◆ Problem statement
Repeat all entries below exactly as shown.

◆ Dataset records

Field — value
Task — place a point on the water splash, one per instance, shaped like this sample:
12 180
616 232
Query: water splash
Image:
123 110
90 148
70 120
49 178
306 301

◆ Response
Field — value
Task — place a point on the water splash, one per instance, shaped like this sample:
12 180
616 232
Query: water splash
Image:
123 110
90 148
70 120
49 178
306 301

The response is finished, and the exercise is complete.